Reading text |
-*-*-
Another time I was waiting in the stationers to use the photocopier and the woman using it apologised for taking so long. She was doing a poster made up of a compilation of photos for an 18th birthday party for the daughter who was with her and showed it to me as it came out of the machine. It was of two girls at various stages of their lives, clearly identical twins, which the mother confirmed, saying that the other daughter was at home. When I went to see the movie, there was an early scene where one of the twins, who had been separated from her sister, grabbed a bunch of roses from a vase in front of a statue of Mary in a grotto and threw them into the river in her rage at the situation.

This went on for a few weeks, I would either see twins, somebody would mention twins in conversation, or I would see media reports of twins. One day in mid June 2004, a friend rang to tell me about a TV series she had been watching and thought I might be interested in it. I turned on the television in order to set up the VCR and the first thing that came up on the screen was a show featuring identical twin girls. I then sat down to breakfast with the book I was reading at the time, which I had randomly picked up at a bargain table, called It’s a Miracle. It was a selection of stories from a US TV show of the same name, which I had never heard of.  As I finished the story I was on, I turned the page in readiness for when I sat down again and the title of the next one stopped me in my tracks. It was called St Thérèse’s Twins. I had to read it then and there.
-*-*-
Material supplied |

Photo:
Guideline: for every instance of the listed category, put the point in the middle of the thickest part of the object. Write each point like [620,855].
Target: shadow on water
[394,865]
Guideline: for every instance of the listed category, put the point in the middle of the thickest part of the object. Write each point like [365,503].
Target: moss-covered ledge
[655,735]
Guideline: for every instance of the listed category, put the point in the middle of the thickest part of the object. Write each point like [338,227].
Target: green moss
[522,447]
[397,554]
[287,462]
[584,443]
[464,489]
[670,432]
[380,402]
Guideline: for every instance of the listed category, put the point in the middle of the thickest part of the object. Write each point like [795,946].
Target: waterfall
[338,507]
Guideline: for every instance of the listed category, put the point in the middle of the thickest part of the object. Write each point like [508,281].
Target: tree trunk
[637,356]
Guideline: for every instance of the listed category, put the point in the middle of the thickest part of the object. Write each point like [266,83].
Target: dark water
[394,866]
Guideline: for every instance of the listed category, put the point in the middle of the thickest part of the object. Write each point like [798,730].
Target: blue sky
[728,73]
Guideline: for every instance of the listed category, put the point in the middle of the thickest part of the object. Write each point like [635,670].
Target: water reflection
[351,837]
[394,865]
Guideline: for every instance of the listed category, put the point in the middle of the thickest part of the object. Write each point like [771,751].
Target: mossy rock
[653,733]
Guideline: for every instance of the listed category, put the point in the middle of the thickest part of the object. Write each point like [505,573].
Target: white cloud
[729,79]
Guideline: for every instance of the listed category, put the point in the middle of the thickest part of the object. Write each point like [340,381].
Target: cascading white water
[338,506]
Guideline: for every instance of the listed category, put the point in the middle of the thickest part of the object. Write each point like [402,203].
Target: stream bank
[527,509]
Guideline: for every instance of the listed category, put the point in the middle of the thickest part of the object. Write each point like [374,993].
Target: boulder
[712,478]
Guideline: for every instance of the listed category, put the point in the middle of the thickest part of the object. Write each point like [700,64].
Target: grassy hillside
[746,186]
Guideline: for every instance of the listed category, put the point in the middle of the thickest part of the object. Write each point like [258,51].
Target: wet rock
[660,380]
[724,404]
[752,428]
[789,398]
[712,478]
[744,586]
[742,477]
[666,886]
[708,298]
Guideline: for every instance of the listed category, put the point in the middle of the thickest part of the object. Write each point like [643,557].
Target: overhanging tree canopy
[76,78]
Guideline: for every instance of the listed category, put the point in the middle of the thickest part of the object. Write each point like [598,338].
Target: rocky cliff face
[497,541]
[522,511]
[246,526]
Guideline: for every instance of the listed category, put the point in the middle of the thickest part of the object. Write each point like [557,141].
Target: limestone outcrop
-*-*-
Assignment 1 |
Reproduce the part of the passage about twins starting at "This went on" and ending at "then and there.".
Assignment 2 |
In the passage about twins, what was the title of the book the narrator had picked up at a bargain table?
Assignment 3 |
Carry the passage about twins on from its last sentence.
The lines above are separate material and are not part of the passage about twins.

Exercise output 1 |
This went on for a few weeks, I would either see twins, somebody would mention twins in conversation, or I would see media reports of twins. One day in mid June 2004, a friend rang to tell me about a TV series she had been watching and thought I might be interested in it. I turned on the television in order to set up the VCR and the first thing that came up on the screen was a show featuring identical twin girls. I then sat down to breakfast with the book I was reading at the time, which I had randomly picked up at a bargain table, called It’s a Miracle. It was a selection of stories from a US TV show of the same name, which I had never heard of.  As I finished the story I was on, I turned the page in readiness for when I sat down again and the title of the next one stopped me in my tracks. It was called St Thérèse’s Twins. I had to read it then and there.

Exercise output 2 |
It's a Miracle

Exercise output 3 |
The story was of a woman pregnant with twins and at 6½ months learned that one of the twins was dying in the womb and not expected to survive. Coming from a Catholic family they prayed fervently to one St Thérèse of Lisieux who had promised to bestow a rose in an unusual manner if God allowed her to intercede. On Palm Sunday, a priest visited the mother in the hospital and offered to weave something out of the palm leaves her husband had brought from a church for her. Instead of the expected cross, the Priest wove two rosebuds which overnight loosened and gave the appearance of blooming. To the astonishment of the doctor, the malnourished baby from then on began to grow and the twins were delivered prematurely but successfully and thrived after delivery. 

As I read the story, I wondered if there were a connection to my Easter rose and it piqued my curiosity. I found a trailer for a new film about this saint and as I watched, I burst into tears. To this day I don’t fully understand my reaction but it compelled me to do more research and I found that she had written an autobiography, available online. My plans for the day took a backseat and I finished the book in short order. I was captivated by Thérèse’s story, which had all the elements of a good drama but it was the authenticity of her internal struggles and her way of dealing with her emotionality through her strong faith that I found most inspiring. I did not have that kind of faith but I definitely had the emotionality and it had been a source of great distress my entire life. Not being Catholic, I had little idea of the significance of saints but my encounter with Thérèse led me to take more seriously the spiritual life I had been toying with sporadically over the previous few years. I eventually learned that her relics had been on tour in Australia at the time of the bowl and rose visions and had passed through Adelaide 6 weeks before. Was this merely coincidence?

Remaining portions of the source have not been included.